- Written task -
Count the lines below that contain the string "fern". Give only the number.
——————————
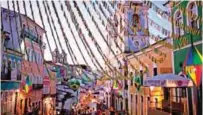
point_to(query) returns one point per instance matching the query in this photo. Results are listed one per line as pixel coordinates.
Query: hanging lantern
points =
(74, 84)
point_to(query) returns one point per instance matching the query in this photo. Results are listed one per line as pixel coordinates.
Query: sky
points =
(67, 30)
(91, 25)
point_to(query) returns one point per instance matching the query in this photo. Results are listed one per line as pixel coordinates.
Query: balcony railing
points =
(37, 86)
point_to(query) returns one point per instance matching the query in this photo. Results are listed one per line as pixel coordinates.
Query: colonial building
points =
(186, 25)
(26, 38)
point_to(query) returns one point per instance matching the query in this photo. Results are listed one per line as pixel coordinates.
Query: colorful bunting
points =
(193, 65)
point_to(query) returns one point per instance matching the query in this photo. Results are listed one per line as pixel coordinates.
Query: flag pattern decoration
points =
(116, 85)
(137, 81)
(27, 85)
(193, 65)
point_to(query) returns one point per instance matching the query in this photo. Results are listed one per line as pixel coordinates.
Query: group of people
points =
(32, 110)
(92, 111)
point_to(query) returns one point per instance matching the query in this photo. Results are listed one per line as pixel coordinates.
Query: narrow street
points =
(101, 57)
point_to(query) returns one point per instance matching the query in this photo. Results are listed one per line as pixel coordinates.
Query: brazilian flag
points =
(137, 81)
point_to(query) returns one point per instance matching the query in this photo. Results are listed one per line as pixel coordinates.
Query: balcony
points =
(37, 86)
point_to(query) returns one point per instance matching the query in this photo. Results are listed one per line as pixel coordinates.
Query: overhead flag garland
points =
(193, 65)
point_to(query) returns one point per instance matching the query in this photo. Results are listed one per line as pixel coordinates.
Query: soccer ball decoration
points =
(74, 84)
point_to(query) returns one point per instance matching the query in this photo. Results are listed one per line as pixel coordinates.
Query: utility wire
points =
(88, 49)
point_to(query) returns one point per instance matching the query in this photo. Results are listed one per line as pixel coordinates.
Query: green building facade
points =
(187, 29)
(188, 32)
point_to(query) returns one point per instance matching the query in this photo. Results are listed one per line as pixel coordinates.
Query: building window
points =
(135, 20)
(178, 22)
(131, 76)
(192, 15)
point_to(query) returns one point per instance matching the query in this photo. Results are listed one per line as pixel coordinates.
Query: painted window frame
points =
(179, 20)
(194, 10)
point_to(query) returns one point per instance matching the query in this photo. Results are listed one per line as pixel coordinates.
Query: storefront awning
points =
(168, 80)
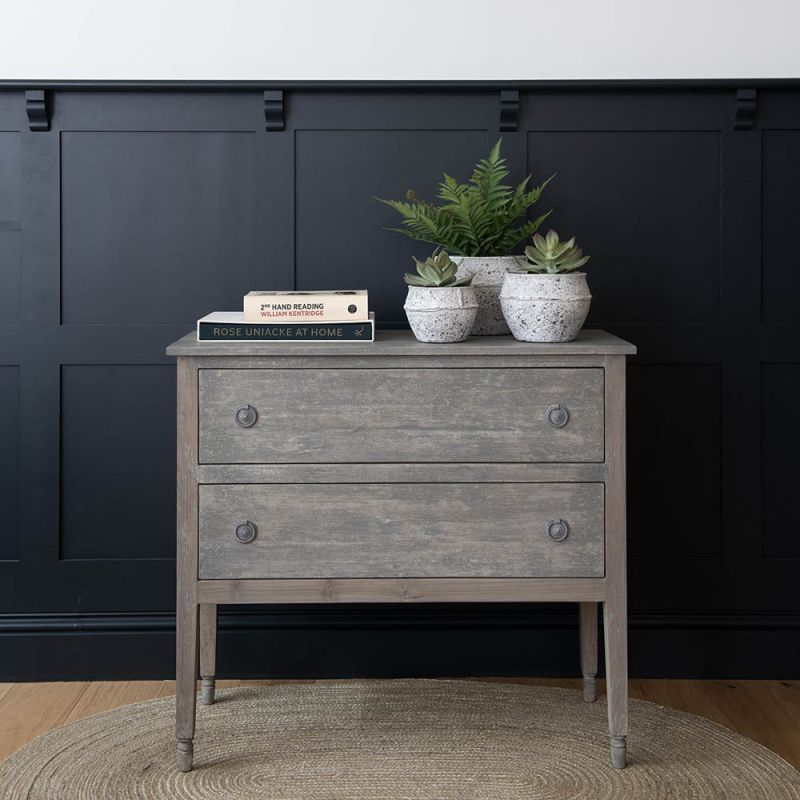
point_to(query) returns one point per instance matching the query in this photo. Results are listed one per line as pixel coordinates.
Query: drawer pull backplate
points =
(246, 532)
(557, 530)
(246, 416)
(558, 416)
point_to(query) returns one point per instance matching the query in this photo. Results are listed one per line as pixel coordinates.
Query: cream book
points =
(229, 326)
(329, 306)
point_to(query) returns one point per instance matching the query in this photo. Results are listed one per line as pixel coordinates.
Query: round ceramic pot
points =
(545, 308)
(441, 313)
(487, 279)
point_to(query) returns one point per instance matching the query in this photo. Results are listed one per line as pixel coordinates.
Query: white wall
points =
(401, 39)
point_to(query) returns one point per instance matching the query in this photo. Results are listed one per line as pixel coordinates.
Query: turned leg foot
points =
(207, 690)
(619, 752)
(589, 688)
(588, 633)
(184, 754)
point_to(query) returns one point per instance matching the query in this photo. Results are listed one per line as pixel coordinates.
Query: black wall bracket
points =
(274, 110)
(36, 108)
(744, 110)
(509, 109)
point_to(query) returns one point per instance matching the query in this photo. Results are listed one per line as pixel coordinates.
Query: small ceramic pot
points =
(545, 308)
(441, 313)
(487, 279)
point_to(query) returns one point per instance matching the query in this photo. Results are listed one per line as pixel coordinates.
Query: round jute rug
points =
(387, 740)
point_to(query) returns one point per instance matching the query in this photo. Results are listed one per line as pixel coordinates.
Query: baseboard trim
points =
(424, 642)
(423, 617)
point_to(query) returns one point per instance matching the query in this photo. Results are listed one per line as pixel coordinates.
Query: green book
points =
(229, 326)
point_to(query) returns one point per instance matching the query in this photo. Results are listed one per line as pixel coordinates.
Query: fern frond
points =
(474, 218)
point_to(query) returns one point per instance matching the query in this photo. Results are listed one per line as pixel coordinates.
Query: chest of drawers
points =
(489, 470)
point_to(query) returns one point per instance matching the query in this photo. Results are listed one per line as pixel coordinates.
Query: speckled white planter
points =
(545, 308)
(441, 314)
(487, 272)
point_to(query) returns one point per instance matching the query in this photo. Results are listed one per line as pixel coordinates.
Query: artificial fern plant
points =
(475, 218)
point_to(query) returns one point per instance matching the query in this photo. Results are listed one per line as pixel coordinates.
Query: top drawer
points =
(400, 415)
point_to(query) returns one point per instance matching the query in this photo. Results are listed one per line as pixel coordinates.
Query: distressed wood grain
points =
(401, 415)
(401, 530)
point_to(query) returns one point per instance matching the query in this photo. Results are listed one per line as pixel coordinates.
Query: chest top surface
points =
(590, 341)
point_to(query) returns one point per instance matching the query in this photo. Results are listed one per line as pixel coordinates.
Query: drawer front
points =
(396, 530)
(400, 415)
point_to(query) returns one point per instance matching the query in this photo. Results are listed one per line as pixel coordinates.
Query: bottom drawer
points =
(393, 530)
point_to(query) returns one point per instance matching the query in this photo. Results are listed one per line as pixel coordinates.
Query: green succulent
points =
(549, 254)
(436, 270)
(476, 218)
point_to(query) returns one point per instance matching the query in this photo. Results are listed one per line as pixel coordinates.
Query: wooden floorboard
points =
(765, 711)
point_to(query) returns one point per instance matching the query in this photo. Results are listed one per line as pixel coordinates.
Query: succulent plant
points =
(436, 270)
(549, 254)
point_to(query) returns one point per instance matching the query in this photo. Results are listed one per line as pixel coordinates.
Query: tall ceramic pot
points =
(543, 307)
(487, 279)
(441, 313)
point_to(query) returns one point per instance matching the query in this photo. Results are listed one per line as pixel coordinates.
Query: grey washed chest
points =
(490, 470)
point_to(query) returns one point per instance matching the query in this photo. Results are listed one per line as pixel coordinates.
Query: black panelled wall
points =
(144, 207)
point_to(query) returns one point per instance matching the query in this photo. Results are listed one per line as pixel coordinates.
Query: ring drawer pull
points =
(246, 532)
(557, 529)
(246, 416)
(558, 416)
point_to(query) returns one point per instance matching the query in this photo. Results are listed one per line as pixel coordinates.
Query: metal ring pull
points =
(557, 529)
(246, 416)
(558, 416)
(246, 531)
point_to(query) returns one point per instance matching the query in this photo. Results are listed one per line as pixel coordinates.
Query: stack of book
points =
(327, 316)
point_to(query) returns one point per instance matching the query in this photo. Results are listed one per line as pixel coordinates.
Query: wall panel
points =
(144, 207)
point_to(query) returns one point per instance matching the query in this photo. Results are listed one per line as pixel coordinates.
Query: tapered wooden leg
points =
(186, 680)
(208, 652)
(588, 633)
(616, 649)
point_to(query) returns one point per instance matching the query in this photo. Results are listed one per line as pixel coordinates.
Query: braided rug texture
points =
(393, 740)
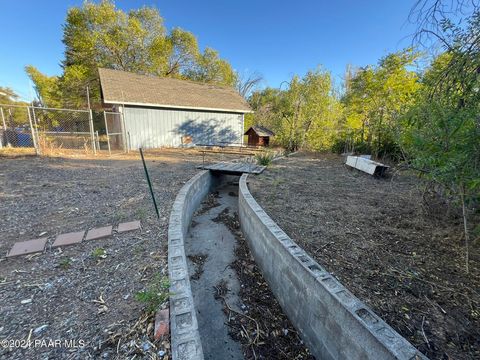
——————————
- The completed task -
2